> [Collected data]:
——————

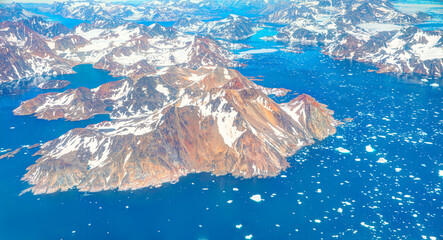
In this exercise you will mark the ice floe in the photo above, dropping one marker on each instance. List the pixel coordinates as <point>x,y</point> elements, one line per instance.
<point>343,150</point>
<point>257,198</point>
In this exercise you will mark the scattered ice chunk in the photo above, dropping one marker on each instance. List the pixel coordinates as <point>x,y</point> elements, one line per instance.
<point>369,148</point>
<point>342,150</point>
<point>257,198</point>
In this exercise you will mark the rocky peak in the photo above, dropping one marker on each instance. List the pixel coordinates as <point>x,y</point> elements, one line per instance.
<point>168,124</point>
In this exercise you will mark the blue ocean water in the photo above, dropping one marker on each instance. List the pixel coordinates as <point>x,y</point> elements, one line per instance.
<point>325,194</point>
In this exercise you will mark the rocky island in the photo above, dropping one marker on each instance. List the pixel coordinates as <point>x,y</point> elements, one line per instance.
<point>168,124</point>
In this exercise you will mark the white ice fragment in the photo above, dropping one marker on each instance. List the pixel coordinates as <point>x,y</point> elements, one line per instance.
<point>257,198</point>
<point>343,150</point>
<point>369,148</point>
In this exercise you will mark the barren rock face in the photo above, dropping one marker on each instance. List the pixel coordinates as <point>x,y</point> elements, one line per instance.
<point>169,124</point>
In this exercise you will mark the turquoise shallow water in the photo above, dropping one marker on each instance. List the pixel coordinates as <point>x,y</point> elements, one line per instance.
<point>325,194</point>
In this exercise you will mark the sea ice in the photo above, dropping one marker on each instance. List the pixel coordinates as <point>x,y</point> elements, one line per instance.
<point>369,148</point>
<point>342,150</point>
<point>257,198</point>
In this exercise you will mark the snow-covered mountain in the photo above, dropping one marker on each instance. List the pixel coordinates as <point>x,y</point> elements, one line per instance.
<point>130,48</point>
<point>14,12</point>
<point>233,27</point>
<point>364,31</point>
<point>45,28</point>
<point>408,50</point>
<point>124,48</point>
<point>25,53</point>
<point>162,10</point>
<point>169,124</point>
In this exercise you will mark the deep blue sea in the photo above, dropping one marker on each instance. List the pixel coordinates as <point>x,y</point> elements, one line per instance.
<point>325,194</point>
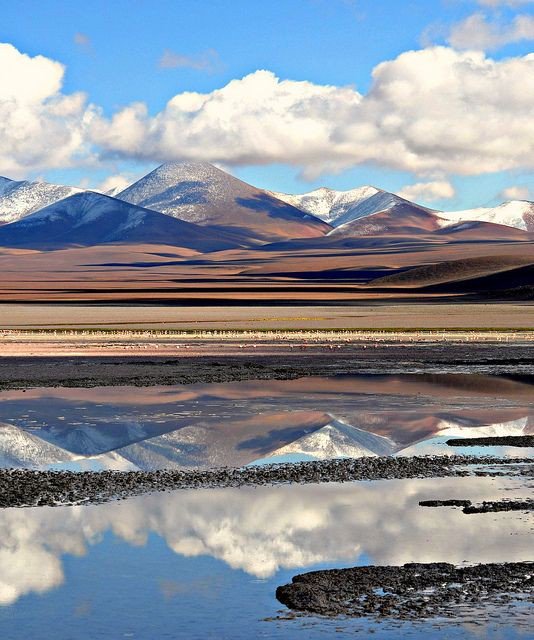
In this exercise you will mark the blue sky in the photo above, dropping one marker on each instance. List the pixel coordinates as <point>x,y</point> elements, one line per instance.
<point>113,52</point>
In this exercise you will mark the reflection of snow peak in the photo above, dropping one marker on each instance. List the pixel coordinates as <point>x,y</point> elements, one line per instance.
<point>260,530</point>
<point>338,440</point>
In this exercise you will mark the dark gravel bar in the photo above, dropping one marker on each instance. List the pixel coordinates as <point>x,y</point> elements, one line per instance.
<point>413,591</point>
<point>21,488</point>
<point>493,441</point>
<point>494,506</point>
<point>487,506</point>
<point>383,358</point>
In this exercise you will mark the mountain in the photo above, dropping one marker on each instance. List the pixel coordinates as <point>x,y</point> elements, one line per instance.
<point>19,199</point>
<point>202,194</point>
<point>401,218</point>
<point>327,204</point>
<point>342,207</point>
<point>89,218</point>
<point>515,213</point>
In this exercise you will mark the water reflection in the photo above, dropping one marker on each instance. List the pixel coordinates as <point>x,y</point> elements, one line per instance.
<point>239,423</point>
<point>263,530</point>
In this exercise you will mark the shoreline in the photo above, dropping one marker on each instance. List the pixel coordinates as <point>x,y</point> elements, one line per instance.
<point>73,361</point>
<point>27,488</point>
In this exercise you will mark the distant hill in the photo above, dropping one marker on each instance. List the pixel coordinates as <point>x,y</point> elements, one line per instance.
<point>89,218</point>
<point>469,274</point>
<point>515,213</point>
<point>202,194</point>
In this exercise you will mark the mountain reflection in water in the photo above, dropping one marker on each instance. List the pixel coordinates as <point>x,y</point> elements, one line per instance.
<point>234,424</point>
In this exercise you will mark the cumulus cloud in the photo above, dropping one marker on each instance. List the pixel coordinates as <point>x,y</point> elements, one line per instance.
<point>430,111</point>
<point>503,3</point>
<point>515,193</point>
<point>40,127</point>
<point>478,32</point>
<point>428,191</point>
<point>208,61</point>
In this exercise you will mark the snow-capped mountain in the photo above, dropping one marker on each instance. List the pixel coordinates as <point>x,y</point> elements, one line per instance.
<point>200,193</point>
<point>327,204</point>
<point>20,198</point>
<point>90,218</point>
<point>399,218</point>
<point>515,213</point>
<point>342,207</point>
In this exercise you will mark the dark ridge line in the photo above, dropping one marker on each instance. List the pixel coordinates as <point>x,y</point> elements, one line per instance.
<point>493,441</point>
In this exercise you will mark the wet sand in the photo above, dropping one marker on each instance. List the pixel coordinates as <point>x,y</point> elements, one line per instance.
<point>27,488</point>
<point>74,362</point>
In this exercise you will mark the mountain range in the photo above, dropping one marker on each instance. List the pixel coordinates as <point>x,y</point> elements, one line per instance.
<point>238,214</point>
<point>190,233</point>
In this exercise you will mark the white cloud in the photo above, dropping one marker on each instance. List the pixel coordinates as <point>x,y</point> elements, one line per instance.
<point>428,191</point>
<point>478,32</point>
<point>40,128</point>
<point>493,4</point>
<point>430,111</point>
<point>515,193</point>
<point>208,61</point>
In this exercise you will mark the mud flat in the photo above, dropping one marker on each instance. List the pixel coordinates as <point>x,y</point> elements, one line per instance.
<point>20,488</point>
<point>85,359</point>
<point>413,591</point>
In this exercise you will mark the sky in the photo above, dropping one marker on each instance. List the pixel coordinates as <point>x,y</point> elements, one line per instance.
<point>431,99</point>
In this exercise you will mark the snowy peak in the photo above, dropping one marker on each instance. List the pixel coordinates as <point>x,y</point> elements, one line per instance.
<point>89,218</point>
<point>199,192</point>
<point>328,204</point>
<point>341,207</point>
<point>515,213</point>
<point>179,187</point>
<point>19,199</point>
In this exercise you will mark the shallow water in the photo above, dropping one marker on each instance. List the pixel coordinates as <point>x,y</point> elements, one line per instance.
<point>206,563</point>
<point>235,424</point>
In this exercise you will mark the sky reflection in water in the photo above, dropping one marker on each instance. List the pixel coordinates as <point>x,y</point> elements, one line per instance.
<point>208,561</point>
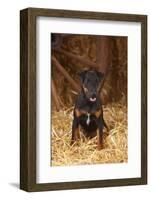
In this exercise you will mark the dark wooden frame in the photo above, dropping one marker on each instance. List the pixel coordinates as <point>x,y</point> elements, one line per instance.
<point>28,98</point>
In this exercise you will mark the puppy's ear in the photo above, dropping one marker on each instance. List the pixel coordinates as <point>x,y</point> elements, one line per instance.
<point>100,75</point>
<point>82,75</point>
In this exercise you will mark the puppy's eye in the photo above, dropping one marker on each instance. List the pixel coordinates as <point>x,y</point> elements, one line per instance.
<point>85,89</point>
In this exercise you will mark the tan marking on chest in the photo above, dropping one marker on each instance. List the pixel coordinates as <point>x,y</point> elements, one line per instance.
<point>79,112</point>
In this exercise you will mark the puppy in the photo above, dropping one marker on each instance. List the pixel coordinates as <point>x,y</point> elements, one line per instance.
<point>88,112</point>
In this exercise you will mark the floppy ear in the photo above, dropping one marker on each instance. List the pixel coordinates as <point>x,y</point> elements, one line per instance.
<point>100,75</point>
<point>82,75</point>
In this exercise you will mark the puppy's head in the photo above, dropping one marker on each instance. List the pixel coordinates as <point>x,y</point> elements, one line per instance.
<point>91,83</point>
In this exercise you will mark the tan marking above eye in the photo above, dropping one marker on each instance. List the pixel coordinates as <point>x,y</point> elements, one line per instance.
<point>97,113</point>
<point>85,89</point>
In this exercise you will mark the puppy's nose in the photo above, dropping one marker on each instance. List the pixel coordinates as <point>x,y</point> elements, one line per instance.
<point>93,95</point>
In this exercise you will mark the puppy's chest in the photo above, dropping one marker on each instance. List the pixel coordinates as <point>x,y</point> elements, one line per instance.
<point>87,118</point>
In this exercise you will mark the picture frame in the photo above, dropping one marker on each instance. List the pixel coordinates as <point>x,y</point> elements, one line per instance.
<point>28,98</point>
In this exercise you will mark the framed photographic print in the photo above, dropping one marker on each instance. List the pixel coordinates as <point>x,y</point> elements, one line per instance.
<point>83,99</point>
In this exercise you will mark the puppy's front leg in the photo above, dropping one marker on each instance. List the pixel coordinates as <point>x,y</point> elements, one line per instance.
<point>100,137</point>
<point>75,131</point>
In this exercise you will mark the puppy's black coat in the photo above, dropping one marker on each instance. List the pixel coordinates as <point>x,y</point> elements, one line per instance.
<point>88,112</point>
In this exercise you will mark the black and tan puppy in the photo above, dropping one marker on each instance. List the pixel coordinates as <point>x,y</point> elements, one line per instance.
<point>88,112</point>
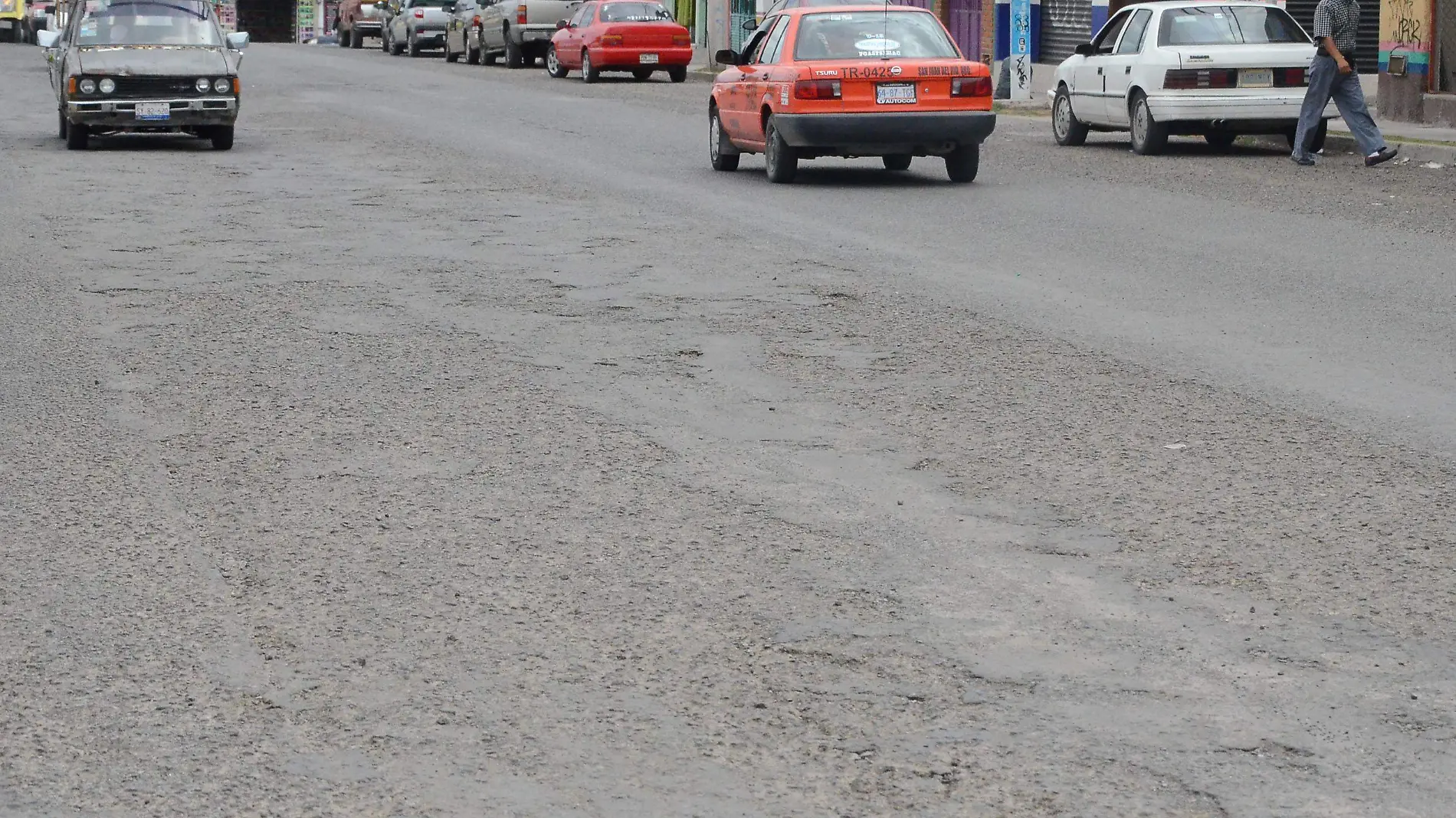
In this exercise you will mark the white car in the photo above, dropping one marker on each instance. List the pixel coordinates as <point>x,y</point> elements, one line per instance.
<point>1210,69</point>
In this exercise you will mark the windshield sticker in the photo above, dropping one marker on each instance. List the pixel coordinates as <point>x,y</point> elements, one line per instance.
<point>878,47</point>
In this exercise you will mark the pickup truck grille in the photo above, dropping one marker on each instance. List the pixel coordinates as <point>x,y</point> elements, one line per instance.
<point>156,87</point>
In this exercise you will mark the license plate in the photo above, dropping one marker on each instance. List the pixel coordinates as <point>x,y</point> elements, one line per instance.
<point>1255,77</point>
<point>894,93</point>
<point>153,111</point>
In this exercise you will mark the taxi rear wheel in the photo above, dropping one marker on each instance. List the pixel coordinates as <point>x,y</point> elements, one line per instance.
<point>779,158</point>
<point>1064,126</point>
<point>962,163</point>
<point>720,150</point>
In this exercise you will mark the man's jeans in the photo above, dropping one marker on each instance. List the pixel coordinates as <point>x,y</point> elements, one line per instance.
<point>1326,82</point>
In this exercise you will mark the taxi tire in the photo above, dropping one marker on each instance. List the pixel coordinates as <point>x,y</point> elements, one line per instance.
<point>781,160</point>
<point>1155,134</point>
<point>723,156</point>
<point>962,163</point>
<point>553,66</point>
<point>1072,131</point>
<point>76,137</point>
<point>221,137</point>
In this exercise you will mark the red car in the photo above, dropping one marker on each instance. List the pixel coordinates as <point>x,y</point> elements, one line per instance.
<point>621,35</point>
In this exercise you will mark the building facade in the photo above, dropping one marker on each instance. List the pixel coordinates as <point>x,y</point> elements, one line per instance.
<point>1417,61</point>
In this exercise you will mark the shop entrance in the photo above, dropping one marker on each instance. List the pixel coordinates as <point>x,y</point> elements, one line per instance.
<point>267,21</point>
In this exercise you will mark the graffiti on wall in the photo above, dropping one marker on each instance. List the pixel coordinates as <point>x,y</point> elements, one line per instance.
<point>1405,28</point>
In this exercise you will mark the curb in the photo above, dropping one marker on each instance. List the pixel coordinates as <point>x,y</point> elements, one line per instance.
<point>1412,150</point>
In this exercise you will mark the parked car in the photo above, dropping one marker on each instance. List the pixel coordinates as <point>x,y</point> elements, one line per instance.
<point>858,80</point>
<point>464,32</point>
<point>621,35</point>
<point>414,25</point>
<point>359,19</point>
<point>1216,70</point>
<point>145,66</point>
<point>520,29</point>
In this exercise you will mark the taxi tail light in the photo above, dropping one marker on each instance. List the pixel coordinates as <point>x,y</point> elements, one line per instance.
<point>1290,77</point>
<point>1185,79</point>
<point>972,87</point>
<point>817,89</point>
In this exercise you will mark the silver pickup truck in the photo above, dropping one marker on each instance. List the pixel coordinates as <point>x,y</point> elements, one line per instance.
<point>412,25</point>
<point>520,29</point>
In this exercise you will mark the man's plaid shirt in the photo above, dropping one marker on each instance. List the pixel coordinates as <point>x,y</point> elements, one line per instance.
<point>1339,19</point>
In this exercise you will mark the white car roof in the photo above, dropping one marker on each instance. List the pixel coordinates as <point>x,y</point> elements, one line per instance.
<point>1163,5</point>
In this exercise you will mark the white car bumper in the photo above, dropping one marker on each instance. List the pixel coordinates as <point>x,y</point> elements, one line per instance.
<point>1171,108</point>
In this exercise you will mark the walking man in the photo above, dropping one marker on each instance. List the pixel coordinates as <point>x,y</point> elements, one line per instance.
<point>1333,76</point>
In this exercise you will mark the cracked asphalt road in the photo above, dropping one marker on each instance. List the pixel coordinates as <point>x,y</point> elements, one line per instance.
<point>461,444</point>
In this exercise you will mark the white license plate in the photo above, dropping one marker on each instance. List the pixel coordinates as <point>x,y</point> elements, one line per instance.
<point>1255,77</point>
<point>894,93</point>
<point>153,111</point>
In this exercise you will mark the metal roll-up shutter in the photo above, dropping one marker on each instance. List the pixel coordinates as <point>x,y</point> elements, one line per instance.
<point>1064,25</point>
<point>1368,37</point>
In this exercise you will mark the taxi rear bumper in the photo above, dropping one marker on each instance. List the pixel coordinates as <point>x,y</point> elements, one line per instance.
<point>928,130</point>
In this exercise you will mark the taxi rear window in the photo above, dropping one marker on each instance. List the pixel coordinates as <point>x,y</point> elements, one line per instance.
<point>873,35</point>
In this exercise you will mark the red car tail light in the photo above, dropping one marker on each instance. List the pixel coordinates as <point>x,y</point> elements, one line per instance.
<point>1185,79</point>
<point>815,89</point>
<point>972,87</point>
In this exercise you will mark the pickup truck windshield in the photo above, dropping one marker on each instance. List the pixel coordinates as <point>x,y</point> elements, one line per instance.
<point>147,22</point>
<point>873,35</point>
<point>1228,25</point>
<point>634,14</point>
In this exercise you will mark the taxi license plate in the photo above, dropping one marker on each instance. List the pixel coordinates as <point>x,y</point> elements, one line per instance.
<point>1255,77</point>
<point>153,111</point>
<point>894,93</point>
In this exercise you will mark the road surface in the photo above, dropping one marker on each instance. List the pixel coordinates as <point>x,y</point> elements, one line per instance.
<point>462,444</point>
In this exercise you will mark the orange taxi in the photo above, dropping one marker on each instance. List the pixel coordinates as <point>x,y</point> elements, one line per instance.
<point>851,80</point>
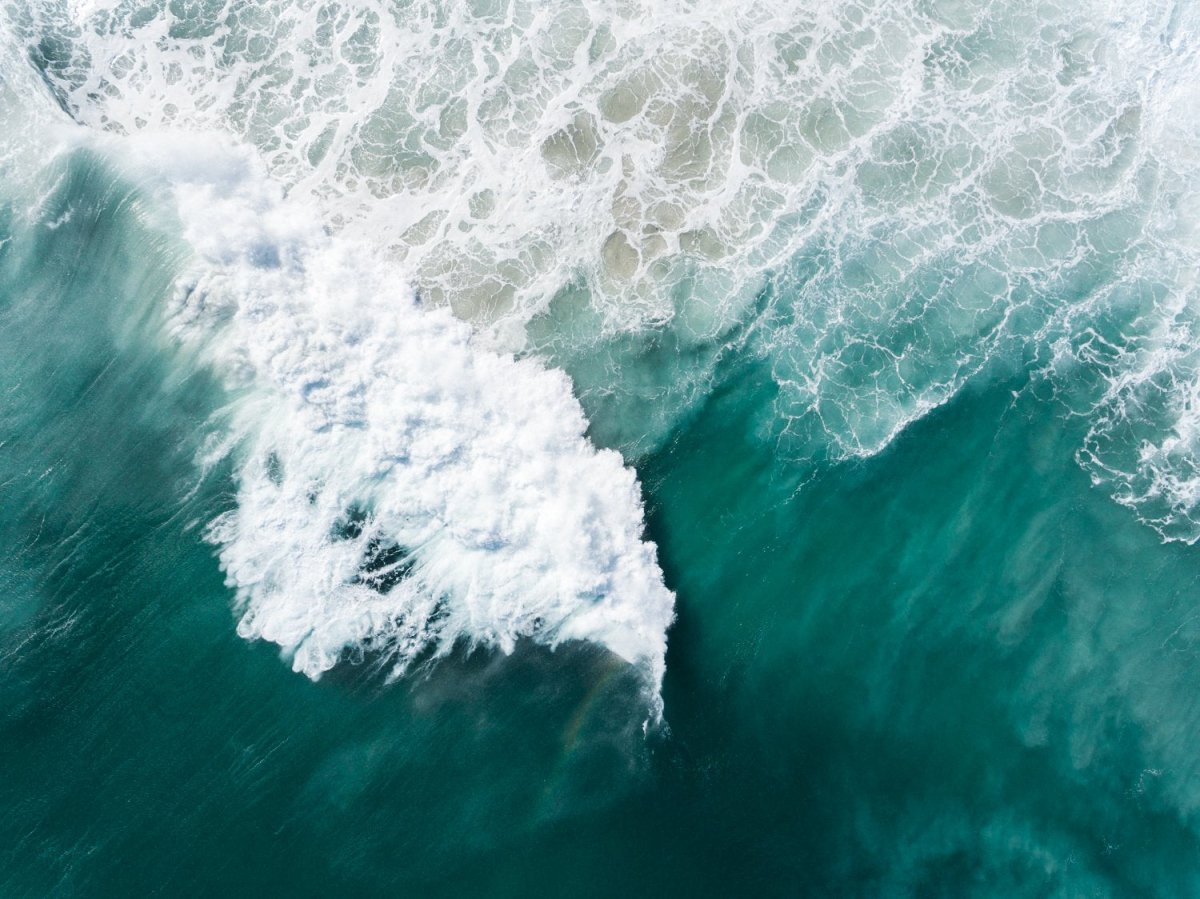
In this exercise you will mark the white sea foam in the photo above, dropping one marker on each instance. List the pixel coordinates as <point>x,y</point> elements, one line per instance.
<point>400,487</point>
<point>925,187</point>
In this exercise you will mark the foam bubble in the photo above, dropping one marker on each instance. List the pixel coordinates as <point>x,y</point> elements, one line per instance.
<point>922,190</point>
<point>401,489</point>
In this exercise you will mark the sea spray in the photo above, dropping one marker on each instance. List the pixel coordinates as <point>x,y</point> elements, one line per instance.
<point>400,489</point>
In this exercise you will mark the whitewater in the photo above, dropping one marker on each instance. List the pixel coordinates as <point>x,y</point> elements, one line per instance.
<point>403,216</point>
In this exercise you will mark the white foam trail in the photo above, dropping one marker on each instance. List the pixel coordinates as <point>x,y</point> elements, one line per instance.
<point>400,489</point>
<point>929,186</point>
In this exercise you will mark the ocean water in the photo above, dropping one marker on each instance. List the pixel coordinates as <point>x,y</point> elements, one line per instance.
<point>599,448</point>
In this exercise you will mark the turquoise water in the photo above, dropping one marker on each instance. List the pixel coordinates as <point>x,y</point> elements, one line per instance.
<point>307,587</point>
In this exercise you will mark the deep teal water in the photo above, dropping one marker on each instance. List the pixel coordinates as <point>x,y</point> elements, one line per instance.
<point>954,667</point>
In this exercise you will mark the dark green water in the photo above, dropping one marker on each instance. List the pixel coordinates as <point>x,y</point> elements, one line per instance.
<point>892,307</point>
<point>954,667</point>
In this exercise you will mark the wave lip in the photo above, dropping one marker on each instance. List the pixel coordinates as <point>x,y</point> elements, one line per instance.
<point>400,487</point>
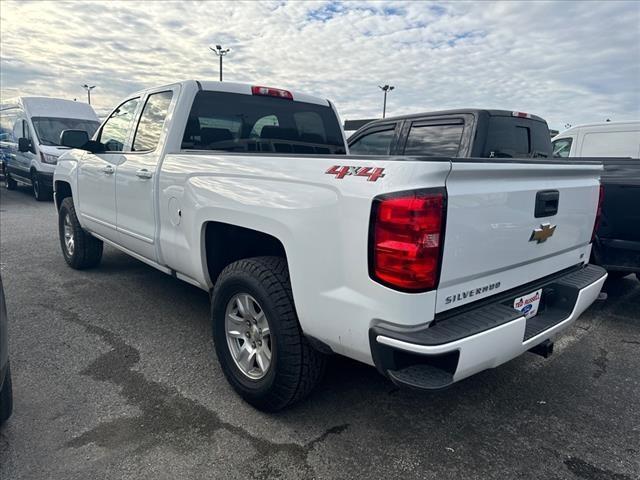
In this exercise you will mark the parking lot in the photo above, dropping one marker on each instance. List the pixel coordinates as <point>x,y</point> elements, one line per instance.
<point>115,377</point>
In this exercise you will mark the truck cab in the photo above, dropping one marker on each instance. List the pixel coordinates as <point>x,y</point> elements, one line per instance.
<point>456,133</point>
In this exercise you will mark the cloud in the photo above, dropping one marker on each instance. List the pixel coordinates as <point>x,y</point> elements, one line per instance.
<point>569,62</point>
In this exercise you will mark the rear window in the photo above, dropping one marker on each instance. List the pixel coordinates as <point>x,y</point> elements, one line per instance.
<point>511,137</point>
<point>236,122</point>
<point>562,147</point>
<point>434,140</point>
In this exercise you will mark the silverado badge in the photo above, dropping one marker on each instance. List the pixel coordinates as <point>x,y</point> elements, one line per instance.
<point>541,234</point>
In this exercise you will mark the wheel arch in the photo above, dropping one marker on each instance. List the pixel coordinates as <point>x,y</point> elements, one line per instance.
<point>225,243</point>
<point>62,190</point>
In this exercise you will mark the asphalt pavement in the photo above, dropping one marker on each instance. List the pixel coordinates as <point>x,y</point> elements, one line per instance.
<point>115,377</point>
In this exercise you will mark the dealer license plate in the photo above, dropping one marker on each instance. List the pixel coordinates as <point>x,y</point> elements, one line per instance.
<point>528,304</point>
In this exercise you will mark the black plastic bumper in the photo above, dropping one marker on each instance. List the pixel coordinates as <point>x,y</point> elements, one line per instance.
<point>431,372</point>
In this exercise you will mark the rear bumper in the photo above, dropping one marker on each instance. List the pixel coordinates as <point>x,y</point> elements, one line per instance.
<point>617,255</point>
<point>434,356</point>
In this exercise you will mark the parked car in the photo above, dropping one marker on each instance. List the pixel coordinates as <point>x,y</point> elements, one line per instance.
<point>617,243</point>
<point>30,130</point>
<point>606,139</point>
<point>6,393</point>
<point>456,133</point>
<point>431,269</point>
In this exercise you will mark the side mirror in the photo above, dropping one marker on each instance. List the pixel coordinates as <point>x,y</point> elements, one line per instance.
<point>24,144</point>
<point>94,147</point>
<point>74,138</point>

——————

> [Task objective]:
Only the lines from the one with "In this exercise you will mark the side" through the end of the data should be printed, each exactly as it appears.

> [Exercise output]:
In this exercise you will mark the side mirror in the photo above, dropping one marker on each instance. List the pixel coordinates as <point>x,y</point> elements, one line per instance.
<point>24,144</point>
<point>94,147</point>
<point>74,138</point>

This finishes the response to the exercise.